- **Description of the task**
Turn everything from the start of the listing down to and including the line that contains "MULTIPOLYGON (((84 243, 85" into a numbered list, omitting any blank lines.

--- BEGIN Dataset content ---

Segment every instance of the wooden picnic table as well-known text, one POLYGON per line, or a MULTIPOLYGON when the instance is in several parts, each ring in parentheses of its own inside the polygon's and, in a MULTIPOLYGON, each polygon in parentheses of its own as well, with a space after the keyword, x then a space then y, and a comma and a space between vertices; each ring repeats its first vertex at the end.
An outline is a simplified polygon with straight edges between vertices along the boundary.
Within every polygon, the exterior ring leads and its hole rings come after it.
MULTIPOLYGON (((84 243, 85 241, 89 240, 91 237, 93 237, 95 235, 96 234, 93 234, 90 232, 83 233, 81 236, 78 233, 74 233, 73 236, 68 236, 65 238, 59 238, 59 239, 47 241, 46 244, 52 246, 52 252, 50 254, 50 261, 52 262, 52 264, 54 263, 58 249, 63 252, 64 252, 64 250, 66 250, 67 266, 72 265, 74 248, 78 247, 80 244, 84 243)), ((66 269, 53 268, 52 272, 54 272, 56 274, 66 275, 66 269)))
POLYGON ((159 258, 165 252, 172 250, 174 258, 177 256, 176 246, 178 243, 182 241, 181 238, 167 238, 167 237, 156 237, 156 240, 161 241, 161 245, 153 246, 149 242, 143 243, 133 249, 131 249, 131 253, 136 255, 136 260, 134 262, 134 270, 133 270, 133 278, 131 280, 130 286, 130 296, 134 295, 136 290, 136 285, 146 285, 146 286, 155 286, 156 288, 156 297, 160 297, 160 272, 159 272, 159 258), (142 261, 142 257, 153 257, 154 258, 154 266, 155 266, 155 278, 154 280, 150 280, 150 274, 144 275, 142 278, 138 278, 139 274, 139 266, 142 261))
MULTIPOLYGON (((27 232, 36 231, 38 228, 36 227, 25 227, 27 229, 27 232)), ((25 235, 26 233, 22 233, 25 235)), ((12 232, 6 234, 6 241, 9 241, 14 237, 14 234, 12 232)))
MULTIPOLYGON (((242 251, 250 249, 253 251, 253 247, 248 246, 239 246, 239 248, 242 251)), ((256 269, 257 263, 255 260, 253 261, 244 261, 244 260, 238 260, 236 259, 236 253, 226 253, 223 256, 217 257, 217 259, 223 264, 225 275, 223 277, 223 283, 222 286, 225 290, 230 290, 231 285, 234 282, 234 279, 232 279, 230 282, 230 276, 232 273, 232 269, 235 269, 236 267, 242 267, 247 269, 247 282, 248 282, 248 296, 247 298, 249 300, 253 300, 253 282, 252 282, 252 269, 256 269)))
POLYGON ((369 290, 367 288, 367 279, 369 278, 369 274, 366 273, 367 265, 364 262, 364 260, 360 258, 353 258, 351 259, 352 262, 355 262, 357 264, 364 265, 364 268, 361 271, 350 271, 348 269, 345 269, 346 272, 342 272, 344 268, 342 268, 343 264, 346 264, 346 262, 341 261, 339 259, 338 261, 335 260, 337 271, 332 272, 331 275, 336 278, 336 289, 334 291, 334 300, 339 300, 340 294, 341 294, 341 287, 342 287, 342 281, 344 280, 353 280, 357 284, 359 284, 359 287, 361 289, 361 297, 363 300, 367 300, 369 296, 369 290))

--- END Dataset content ---

- **Finished exercise**
1. Segment every instance of the wooden picnic table as well-known text, one POLYGON per line, or a MULTIPOLYGON when the instance is in several parts, each ring in parentheses of its own inside the polygon's and, in a MULTIPOLYGON, each polygon in parentheses of its own as well, with a space after the keyword, x then a space then y, and a comma and a space between vertices; each ring repeats its first vertex at the end.
2. An outline is a simplified polygon with straight edges between vertices along the boundary.
3. Within every polygon, the exterior ring leads and its hole rings come after it.
4. MULTIPOLYGON (((84 243, 85 241, 89 240, 91 237, 93 237, 95 235, 96 234, 93 234, 90 232, 83 233, 81 236, 78 233, 74 233, 73 236, 68 236, 65 238, 59 238, 59 239, 47 241, 46 244, 52 246, 52 252, 50 254, 50 261, 52 262, 52 264, 54 263, 58 249, 63 252, 64 252, 64 250, 66 250, 67 266, 72 265, 74 248, 78 247, 80 244, 84 243)), ((66 269, 53 268, 52 272, 54 272, 56 274, 66 275, 66 269)))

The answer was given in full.